» Required task 1:
Answer these questions about the mailing-list message.
(a) What is the subject line of the message?
(b) Which address appears on the Cc line?
(c) According to the quoted passage, when is there an element of risk?

» Given text:
+ + + +

[121931] in North American Network Operators' Group
Re: Mitigating human error in the SP
daemon@ATHENA.MIT.EDU (gordon b slater)
Tue Feb 2 07:57:35 2010
X-IP-MAIL-FROM: gordslater@ieee.org
From: gordon b slater <gordslater@ieee.org>
To: gb10hkzo-nanog@yahoo.co.uk
In-Reply-To: <541071.72559.qm@web24702.mail.ird.yahoo.com>
Date: Tue, 02 Feb 2010 12:57:12 +0000
Cc: nanog@nanog.org
Reply-To: gordslater@ieee.org
Errors-To: nanog-bounces+nanog.discuss=bloom-picayune.mit.edu@nanog.org
On Tue, 2010-02-02 at 12:26 +0000, gb10hkzo-nanog@yahoo.co.uk wrote:
> Nothing in the IT / ISP / Telco world is ever going to be perfect,
> far too complex with many dependencies. Yes you might play in your
> perfect little labs until the cows come home ..... but there always
> has been and always will be an element of risk when you start making
> changes in production.

+ + + +

(Detection annotation records)

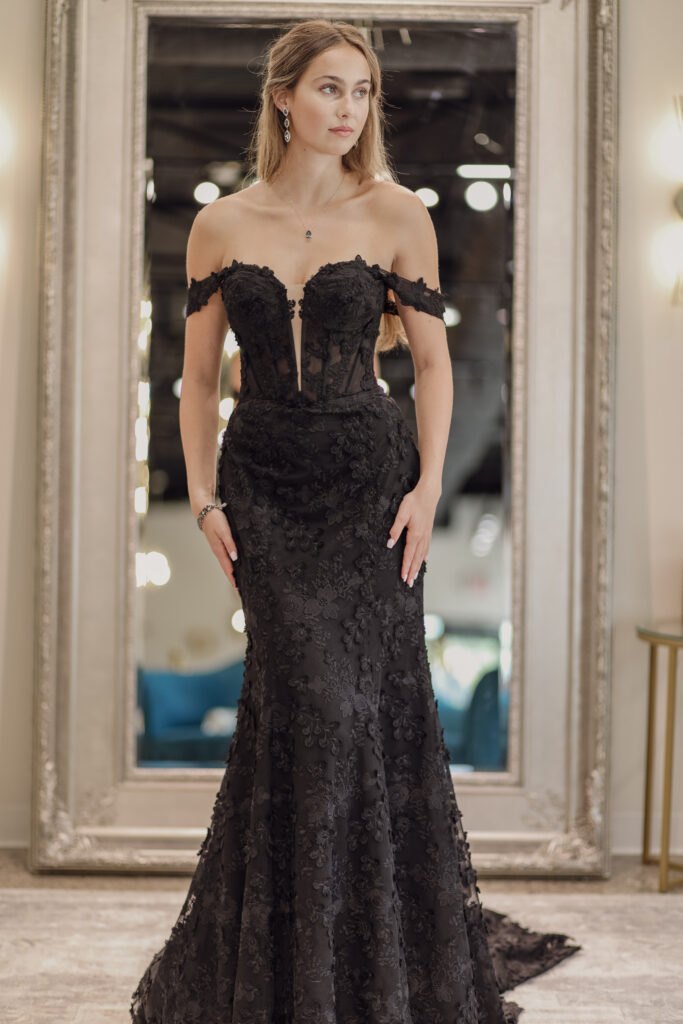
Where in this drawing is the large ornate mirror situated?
[32,0,615,874]
[136,18,516,772]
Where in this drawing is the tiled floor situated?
[0,851,683,1024]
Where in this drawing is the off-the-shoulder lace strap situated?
[383,270,445,317]
[185,270,223,317]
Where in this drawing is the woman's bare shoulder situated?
[362,179,428,256]
[187,182,270,272]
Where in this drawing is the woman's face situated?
[281,43,371,156]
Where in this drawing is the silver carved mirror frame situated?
[30,0,616,876]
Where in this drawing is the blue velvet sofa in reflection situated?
[137,659,245,768]
[137,659,508,771]
[437,669,509,771]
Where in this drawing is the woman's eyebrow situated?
[313,75,370,85]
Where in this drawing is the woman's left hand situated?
[387,480,441,587]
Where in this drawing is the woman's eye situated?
[323,82,368,96]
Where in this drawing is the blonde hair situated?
[245,18,408,352]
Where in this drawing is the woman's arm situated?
[179,207,227,516]
[390,189,453,586]
[179,207,239,590]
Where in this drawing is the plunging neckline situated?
[222,253,387,296]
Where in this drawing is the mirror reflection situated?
[135,18,516,772]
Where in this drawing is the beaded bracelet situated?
[197,502,227,529]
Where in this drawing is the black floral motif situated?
[130,256,580,1024]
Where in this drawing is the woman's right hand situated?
[202,509,240,593]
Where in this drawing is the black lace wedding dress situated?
[130,256,581,1024]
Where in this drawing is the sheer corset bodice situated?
[186,255,444,403]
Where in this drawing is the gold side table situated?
[636,622,683,893]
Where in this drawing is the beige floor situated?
[0,850,683,1024]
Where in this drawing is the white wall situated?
[0,0,683,853]
[611,0,683,852]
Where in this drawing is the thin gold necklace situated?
[270,171,346,241]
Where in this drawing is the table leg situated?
[659,647,678,893]
[642,643,657,864]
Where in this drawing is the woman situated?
[131,20,579,1024]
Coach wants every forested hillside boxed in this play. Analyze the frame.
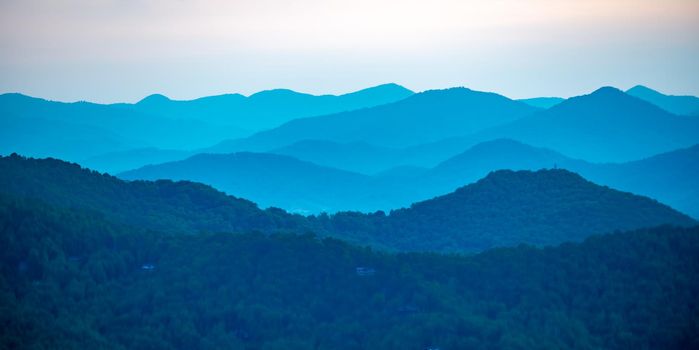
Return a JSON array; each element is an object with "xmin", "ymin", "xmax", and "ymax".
[
  {"xmin": 0, "ymin": 155, "xmax": 696, "ymax": 252},
  {"xmin": 0, "ymin": 195, "xmax": 699, "ymax": 350}
]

+ + + +

» Required task 2: Copy word for word the lines of the records that begin at the line containing "Where in this drawing is the plunging" and end after the line containing "[611,0,683,852]".

» Solution 1:
(a) Re: Mitigating human error in the SP
(b) nanog@nanog.org
(c) When you start making changes in production.

» Solution 2:
Where in this drawing is the plunging neckline situated?
[222,253,387,296]
Where in this drawing is the mirror reflection situated?
[135,18,516,772]
Where in this drawing is the beaded bracelet situated?
[197,502,227,529]
Where in this drawing is the black floral motif situated?
[130,256,580,1024]
Where in this drawing is the woman's right hand situated?
[202,509,240,593]
Where in this drawing is the black lace wedding dress situated?
[130,256,581,1024]
Where in this drawing is the sheer corset bodice situated?
[186,255,444,403]
Where in this drawing is the gold side table situated?
[636,622,683,893]
Where in this drawing is the beige floor situated?
[0,850,683,1024]
Where in this drawing is the white wall situated?
[0,0,683,853]
[611,0,683,852]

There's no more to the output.